A run of records:
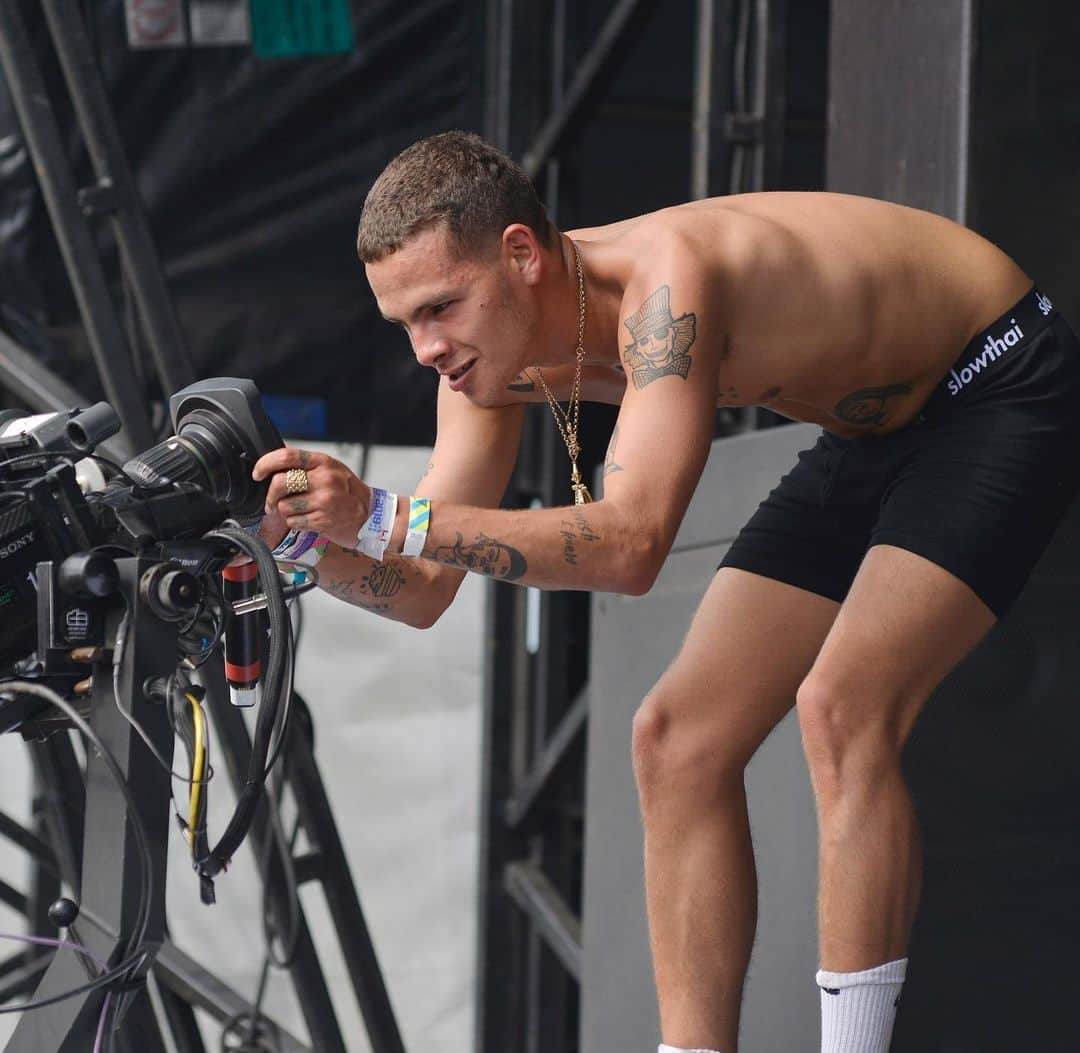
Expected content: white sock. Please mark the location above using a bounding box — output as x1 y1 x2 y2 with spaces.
818 958 907 1053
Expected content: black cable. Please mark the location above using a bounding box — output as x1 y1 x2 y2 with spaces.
195 527 288 878
0 680 153 1013
262 600 296 779
0 449 123 474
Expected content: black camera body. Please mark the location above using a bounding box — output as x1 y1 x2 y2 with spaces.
0 377 282 670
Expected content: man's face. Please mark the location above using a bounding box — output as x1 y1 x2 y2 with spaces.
365 226 529 406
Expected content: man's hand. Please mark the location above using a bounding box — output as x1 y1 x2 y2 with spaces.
252 446 372 549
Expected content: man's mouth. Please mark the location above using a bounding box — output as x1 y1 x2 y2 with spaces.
446 359 476 391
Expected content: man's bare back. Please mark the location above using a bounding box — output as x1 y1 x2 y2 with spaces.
507 192 1031 435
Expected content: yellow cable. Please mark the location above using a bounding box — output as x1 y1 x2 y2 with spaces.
185 692 206 852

WHAT THE EXERCISE ASKS |
Rewrite all of the rows above, swapping "cable" for "wire" wherever it occurs and leaving everything else unchanged. Leave the pictures out of your answer.

EXPECTED ANSWER |
Expected content: white sock. Please mark the location above using a bounding box — output as x1 y1 x2 y2 with spaces.
818 958 907 1053
Expected content: black wire. Please mark the location above using a bounding box — output as x1 y1 x2 y2 with spaces.
195 527 288 878
0 680 153 1013
262 600 296 779
0 449 123 474
Expected content: black camera body. Please mark the location above using a bounding box — output as x1 y1 x2 y2 with spaces.
0 377 282 670
Expected content: man's face. Please mark the location above using a bounding box — output as x1 y1 x2 y2 with spaces.
365 226 529 406
Expected content: man's hand. Please mark the location above using a bounding box — output as x1 y1 x2 y2 with spaces.
252 446 372 549
Expected content: man's mouth. Please mark the location above using a bounding box — output as x1 y1 x2 y2 with spaces.
446 359 476 391
Expected content: man's bare back. Please mark the location above using a bounding box — output as x1 y1 x2 y2 with spaces.
507 192 1031 435
Expected content: yellow wire. Please mark the location above using a bounding box — output as x1 y1 x2 y2 with spaces.
185 692 206 852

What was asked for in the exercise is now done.